[Records contained in a dataset]
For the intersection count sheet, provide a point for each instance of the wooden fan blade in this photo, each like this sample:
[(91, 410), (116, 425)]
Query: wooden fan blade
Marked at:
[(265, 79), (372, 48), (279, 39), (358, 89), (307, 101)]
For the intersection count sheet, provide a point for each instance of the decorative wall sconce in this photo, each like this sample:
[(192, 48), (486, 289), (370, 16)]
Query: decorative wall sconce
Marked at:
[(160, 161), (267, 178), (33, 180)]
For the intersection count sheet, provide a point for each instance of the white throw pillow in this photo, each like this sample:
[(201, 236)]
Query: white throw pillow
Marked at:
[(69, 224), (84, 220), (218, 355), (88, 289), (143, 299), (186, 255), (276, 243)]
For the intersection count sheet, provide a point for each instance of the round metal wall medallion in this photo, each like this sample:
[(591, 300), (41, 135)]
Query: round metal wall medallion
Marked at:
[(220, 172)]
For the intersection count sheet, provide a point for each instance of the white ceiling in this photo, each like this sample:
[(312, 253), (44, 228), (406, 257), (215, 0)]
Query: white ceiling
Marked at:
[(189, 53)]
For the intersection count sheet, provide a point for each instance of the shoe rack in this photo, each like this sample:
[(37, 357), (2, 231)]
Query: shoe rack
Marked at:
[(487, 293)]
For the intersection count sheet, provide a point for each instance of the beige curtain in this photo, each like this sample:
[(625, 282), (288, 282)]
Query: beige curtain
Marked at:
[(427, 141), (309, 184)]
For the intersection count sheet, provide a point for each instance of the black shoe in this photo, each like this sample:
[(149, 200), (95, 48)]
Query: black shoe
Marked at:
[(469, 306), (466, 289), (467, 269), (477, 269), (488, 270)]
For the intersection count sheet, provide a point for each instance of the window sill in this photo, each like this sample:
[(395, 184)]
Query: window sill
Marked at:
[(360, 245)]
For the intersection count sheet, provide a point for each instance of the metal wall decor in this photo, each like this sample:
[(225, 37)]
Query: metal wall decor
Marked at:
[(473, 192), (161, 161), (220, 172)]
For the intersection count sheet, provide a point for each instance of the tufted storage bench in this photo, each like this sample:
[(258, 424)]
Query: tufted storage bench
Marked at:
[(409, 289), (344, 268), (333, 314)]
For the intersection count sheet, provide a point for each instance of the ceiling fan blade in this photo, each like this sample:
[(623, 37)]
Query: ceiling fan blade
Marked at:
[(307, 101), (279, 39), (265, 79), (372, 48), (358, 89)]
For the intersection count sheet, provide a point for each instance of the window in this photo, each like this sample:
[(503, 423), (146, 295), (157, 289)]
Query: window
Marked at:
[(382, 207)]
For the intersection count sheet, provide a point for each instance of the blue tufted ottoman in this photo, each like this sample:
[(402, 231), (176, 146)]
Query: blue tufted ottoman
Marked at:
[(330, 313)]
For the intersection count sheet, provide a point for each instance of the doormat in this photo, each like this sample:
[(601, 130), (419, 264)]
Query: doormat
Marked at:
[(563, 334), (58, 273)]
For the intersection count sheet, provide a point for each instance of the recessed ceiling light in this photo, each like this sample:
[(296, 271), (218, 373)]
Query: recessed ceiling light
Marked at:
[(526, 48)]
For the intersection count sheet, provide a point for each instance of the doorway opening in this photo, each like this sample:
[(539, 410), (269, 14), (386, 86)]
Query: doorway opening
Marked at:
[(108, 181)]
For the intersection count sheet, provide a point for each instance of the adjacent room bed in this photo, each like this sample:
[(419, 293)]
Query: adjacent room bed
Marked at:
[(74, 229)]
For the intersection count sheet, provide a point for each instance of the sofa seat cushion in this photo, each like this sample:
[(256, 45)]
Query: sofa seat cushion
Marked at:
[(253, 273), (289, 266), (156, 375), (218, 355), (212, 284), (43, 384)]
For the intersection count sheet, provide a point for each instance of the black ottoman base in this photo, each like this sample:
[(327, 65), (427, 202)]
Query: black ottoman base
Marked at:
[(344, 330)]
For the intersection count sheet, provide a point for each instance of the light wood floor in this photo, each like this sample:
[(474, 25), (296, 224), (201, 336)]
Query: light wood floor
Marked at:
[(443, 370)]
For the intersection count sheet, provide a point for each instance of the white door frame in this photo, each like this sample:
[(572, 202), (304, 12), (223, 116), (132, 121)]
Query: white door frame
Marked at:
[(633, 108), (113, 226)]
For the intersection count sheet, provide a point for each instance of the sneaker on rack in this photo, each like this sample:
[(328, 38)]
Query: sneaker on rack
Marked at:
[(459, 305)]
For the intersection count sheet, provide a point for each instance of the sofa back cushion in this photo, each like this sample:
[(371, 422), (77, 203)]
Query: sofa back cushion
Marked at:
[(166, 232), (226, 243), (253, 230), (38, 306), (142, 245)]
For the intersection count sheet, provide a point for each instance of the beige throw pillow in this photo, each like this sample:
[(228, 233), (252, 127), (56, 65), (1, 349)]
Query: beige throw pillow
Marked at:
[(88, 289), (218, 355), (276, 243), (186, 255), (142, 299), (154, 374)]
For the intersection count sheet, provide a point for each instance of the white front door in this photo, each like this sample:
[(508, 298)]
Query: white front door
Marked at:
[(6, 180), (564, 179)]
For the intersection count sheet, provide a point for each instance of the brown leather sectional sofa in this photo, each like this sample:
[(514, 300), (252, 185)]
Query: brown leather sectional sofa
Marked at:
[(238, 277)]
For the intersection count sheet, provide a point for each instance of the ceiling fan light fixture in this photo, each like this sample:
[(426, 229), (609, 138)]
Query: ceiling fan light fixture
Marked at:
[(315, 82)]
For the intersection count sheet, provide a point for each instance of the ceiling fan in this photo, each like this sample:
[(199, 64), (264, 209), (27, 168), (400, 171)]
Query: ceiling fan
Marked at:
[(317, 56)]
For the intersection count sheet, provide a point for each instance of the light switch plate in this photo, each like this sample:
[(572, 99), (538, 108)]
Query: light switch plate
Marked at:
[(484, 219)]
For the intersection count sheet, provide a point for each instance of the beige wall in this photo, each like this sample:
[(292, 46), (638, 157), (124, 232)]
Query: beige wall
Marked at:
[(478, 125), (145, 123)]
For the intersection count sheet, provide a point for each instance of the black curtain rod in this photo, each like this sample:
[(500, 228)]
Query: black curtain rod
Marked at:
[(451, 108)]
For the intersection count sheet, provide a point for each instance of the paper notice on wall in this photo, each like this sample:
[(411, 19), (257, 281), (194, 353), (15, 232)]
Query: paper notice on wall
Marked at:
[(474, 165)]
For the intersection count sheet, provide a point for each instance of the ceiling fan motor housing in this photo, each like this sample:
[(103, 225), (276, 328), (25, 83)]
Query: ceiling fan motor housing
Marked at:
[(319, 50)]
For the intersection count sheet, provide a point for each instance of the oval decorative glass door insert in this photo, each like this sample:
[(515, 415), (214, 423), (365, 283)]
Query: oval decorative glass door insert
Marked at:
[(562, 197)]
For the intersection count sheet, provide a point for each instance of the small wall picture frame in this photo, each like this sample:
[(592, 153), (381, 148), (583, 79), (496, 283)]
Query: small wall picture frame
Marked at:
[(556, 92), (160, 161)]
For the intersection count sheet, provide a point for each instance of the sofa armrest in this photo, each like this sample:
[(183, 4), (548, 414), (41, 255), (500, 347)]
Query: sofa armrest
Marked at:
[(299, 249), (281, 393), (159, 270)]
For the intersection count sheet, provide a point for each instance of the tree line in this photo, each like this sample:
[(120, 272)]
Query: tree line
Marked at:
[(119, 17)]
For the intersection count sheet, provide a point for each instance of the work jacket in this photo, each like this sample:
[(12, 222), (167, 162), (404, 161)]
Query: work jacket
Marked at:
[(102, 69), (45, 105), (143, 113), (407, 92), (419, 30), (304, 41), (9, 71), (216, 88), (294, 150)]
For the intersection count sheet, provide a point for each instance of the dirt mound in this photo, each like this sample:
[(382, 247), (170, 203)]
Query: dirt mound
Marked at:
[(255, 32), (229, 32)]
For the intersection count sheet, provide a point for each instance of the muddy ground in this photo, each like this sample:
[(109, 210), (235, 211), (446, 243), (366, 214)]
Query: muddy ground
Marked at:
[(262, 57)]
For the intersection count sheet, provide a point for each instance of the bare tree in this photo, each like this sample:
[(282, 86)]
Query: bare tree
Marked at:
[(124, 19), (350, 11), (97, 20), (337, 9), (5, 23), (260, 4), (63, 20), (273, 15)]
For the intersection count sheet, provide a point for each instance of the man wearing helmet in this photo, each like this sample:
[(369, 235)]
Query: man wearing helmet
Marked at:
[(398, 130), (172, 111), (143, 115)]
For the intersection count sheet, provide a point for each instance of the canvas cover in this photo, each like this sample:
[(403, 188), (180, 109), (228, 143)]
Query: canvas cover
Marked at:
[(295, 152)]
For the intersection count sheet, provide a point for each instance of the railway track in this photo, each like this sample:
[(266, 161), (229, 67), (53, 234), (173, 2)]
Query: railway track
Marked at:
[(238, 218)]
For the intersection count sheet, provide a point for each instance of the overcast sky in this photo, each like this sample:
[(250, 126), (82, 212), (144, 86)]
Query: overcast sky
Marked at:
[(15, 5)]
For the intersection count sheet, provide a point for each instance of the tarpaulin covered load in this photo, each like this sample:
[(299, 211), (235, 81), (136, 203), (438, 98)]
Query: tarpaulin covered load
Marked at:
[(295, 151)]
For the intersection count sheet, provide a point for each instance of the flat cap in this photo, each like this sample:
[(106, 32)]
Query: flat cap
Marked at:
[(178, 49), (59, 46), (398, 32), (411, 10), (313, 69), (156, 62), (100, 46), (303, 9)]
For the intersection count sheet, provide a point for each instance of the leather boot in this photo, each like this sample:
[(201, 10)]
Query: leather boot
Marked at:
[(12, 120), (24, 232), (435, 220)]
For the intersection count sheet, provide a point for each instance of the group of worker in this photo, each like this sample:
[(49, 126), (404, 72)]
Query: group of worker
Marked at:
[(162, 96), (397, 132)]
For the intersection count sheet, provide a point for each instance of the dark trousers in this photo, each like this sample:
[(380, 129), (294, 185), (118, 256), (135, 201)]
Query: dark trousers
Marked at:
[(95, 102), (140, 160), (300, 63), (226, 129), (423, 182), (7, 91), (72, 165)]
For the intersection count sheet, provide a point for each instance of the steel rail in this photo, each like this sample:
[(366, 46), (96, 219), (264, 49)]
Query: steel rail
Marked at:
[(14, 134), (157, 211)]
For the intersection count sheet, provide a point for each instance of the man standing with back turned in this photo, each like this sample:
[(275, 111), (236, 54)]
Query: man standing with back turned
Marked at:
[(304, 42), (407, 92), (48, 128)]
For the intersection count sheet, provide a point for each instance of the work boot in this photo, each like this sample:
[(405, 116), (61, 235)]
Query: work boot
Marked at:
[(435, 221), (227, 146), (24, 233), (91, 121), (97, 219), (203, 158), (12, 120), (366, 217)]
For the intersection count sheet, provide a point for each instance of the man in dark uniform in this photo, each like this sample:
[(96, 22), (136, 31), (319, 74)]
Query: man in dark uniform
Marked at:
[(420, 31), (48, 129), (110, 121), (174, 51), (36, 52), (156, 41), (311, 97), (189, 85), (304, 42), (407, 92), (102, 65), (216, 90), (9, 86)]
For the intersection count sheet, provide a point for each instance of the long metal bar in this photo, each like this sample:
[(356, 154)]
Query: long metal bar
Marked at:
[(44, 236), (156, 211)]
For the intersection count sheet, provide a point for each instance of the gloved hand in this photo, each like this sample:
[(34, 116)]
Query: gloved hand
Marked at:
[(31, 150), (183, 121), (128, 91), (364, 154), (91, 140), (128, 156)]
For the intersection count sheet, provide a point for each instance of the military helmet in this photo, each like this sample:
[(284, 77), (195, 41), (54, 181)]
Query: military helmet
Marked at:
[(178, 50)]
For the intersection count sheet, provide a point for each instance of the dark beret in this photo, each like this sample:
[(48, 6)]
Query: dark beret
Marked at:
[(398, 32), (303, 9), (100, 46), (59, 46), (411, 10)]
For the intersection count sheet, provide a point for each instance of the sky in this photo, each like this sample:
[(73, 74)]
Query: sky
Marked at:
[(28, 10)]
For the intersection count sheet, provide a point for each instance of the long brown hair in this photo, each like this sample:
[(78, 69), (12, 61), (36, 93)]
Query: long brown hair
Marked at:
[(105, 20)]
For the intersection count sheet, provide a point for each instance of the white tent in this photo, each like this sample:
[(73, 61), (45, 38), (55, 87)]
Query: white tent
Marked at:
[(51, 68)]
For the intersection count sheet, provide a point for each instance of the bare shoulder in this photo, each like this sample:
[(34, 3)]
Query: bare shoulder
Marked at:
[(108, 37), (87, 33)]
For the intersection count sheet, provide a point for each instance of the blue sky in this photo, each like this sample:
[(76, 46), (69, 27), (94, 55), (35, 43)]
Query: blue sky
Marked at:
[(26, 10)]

Assigned task:
Copy whichever lines above contain the string "base".

Final answer:
For the intersection count sheet, provide a point for each instance of the black ottoman base in this photo, each like this sample:
Query: black ottoman base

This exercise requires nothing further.